Extract provided
# Painting, canvasses and where to get stuff



## sapphira (Mar 24, 2003)

Am finding that canvasses bought either stretched or solid backed at Walmart are not squared off and won't fit frames of same size. The solid backed ones are curling when wet with modge podge. Michaels here did not even have size I need. Where can I order from a reputable art supply store. Any recommendations ? Bought an expensive pad of supposedly oil paint and paint not supposed to bleed thru. Sprayed with water to test a piece and it curled and bubbled. Not all art supplies are created equal... I am doing mixed media, and framing it and selling. Pot holders are selling well too, especially cats. I love my crafts, all of them. Beading too !!


----------



## Wolf mom (Mar 8, 2005)

Learn to stretch your own canvasses. It's not hard. The video below is one of many.


----------



## sapphira (Mar 24, 2003)

I know how to do this, and gesso n all. would rather buy the board with canvas. To mainly fit the cheaper frames. The stretched and ready canvases in stores in this area including Roanoke are total cheap crud, and don't even fit the frames sold. Am totally disgusted. Dont want to go into expensive frames either. People want to frame themselves if they like something and buy. I have a very small house, very , and table in living room is all I have. Readymade is my best advantage. 4 young children next door to do crafts with every week. They r my grandchildren, all fostered and adopted with some special needs. i have storage for toys and their crafts which r good for teaching. they r 8,7,6,4.

Dataset extract

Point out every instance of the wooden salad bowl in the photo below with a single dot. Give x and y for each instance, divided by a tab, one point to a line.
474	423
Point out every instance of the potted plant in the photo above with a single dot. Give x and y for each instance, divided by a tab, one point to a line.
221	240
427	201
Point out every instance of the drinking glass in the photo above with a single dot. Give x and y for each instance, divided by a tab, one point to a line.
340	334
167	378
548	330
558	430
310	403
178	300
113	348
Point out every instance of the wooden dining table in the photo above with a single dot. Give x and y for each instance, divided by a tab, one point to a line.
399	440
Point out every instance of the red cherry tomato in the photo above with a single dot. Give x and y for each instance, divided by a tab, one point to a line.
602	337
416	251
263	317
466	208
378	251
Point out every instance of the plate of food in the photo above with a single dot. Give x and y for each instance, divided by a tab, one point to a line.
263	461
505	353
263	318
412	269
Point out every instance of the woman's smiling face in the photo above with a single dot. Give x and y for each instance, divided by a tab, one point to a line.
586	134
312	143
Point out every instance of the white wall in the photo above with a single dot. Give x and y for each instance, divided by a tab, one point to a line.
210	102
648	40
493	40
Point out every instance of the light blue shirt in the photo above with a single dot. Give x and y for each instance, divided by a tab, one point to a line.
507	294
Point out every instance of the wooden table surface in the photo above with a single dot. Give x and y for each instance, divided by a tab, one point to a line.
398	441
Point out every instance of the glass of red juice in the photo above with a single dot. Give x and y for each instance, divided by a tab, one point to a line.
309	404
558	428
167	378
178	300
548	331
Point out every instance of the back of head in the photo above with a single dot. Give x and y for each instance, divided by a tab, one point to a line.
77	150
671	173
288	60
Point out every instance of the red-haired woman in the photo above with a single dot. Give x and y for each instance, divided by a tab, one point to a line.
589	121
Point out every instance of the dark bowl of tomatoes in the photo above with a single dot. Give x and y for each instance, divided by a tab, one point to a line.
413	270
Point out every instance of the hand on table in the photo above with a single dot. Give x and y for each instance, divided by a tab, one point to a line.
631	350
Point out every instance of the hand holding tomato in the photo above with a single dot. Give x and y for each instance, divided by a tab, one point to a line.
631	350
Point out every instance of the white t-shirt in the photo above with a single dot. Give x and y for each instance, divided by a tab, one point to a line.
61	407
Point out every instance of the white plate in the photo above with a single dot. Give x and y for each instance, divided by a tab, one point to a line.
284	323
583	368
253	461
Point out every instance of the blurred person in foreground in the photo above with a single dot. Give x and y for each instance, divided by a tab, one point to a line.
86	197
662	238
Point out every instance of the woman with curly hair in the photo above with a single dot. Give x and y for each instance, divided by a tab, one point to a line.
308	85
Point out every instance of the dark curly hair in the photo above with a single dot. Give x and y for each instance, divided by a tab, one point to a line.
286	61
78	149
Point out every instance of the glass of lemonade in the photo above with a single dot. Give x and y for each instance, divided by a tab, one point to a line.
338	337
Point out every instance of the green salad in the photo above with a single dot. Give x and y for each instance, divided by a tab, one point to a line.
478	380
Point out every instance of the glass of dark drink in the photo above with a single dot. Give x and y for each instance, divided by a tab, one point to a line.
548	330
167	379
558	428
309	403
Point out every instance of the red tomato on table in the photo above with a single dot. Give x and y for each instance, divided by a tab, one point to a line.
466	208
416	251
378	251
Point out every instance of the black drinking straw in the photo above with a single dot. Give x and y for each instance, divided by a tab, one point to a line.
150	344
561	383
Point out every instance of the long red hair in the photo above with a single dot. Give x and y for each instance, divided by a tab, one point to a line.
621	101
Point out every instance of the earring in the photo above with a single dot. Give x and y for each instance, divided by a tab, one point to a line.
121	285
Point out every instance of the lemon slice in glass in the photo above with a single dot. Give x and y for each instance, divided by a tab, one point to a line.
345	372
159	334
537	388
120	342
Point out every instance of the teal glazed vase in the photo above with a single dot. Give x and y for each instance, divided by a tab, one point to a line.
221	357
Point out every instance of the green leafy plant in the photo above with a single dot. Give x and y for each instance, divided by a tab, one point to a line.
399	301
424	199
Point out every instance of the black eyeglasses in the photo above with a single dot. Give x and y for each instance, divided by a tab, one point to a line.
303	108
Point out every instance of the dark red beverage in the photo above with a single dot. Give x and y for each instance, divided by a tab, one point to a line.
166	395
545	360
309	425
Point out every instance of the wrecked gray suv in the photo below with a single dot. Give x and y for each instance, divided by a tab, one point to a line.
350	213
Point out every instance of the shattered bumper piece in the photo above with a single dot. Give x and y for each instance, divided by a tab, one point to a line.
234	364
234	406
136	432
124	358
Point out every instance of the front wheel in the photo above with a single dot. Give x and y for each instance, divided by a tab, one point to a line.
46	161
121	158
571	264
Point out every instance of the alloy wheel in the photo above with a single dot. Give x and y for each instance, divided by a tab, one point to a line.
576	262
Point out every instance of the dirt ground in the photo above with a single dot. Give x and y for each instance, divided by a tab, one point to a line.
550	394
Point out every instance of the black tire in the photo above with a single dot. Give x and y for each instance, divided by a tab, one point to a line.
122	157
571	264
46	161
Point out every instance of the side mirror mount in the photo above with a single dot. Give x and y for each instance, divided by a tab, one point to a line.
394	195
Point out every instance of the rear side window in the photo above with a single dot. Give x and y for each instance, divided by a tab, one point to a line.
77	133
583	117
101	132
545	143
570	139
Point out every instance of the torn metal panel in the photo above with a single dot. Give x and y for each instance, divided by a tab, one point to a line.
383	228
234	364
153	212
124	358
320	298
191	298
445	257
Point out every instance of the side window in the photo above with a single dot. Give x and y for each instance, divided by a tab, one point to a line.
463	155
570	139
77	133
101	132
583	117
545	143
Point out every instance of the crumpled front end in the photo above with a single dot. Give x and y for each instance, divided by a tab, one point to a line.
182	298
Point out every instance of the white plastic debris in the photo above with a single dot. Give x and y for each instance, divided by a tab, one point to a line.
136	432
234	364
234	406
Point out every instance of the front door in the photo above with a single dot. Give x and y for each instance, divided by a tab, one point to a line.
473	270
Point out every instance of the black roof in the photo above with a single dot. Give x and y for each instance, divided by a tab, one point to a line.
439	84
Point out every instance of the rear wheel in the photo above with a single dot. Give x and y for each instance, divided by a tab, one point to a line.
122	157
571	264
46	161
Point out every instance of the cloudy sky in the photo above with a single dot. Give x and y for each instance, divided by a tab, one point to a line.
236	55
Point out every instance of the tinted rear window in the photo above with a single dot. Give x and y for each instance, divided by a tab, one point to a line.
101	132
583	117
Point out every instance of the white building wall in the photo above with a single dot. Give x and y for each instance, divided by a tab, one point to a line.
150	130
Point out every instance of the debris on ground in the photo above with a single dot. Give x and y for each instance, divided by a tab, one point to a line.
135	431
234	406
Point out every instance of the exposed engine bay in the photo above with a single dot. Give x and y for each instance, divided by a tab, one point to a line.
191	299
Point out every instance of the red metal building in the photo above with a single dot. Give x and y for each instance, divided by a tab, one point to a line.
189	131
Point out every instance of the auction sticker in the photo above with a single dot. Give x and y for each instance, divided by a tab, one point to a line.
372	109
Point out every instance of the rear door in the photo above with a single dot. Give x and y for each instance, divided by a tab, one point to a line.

Requirement 1
In the forum thread about canvases, what happened to the solid-backed Walmart canvases when they were wet with modge podge?
Requirement 2
Write the next part of the forum thread about canvases, picking up after its final post.
The data placed after the forum thread about canvases is separate material.

Right answer 1
They curled.

Right answer 2
I have to pare down all that I own and do. Just wanted to know if anyone has dealt with a decent art supply store. Thanks for your response, very much. If I worked in my shed on canvases, would the gesso dry in 50 degrees and less?


----------



## random (Jul 23, 2020)

In Raleigh we have a pretty good art store: Jerry's Artarama - they have several other locations, maybe one is near you?




__





Locations


See all of our Jerry's Artarama retail locations and find the store near you! Jerry’s Artarama is proud to have locations all across the United States.




www.jerrysretailstores.com





I have no idea how good their canvases are but maybe they'll have something that suits?


----------



## sapphira (Mar 24, 2003)

Thank you. I will look this up and see if they can send stuff.


----------



## Fishindude (May 19, 2015)

I buy most painting supplies from Blick Art Supplies online, however the local Walmart often has some decent supplies for the acrylic stuff I do. 
Getting to where I prefer painting on hardboard rather than canvas.


----------



## Gayle in KY (May 13, 2002)

If you'd be interested in canvas boards, Dollar General sells them in standard frame sizes.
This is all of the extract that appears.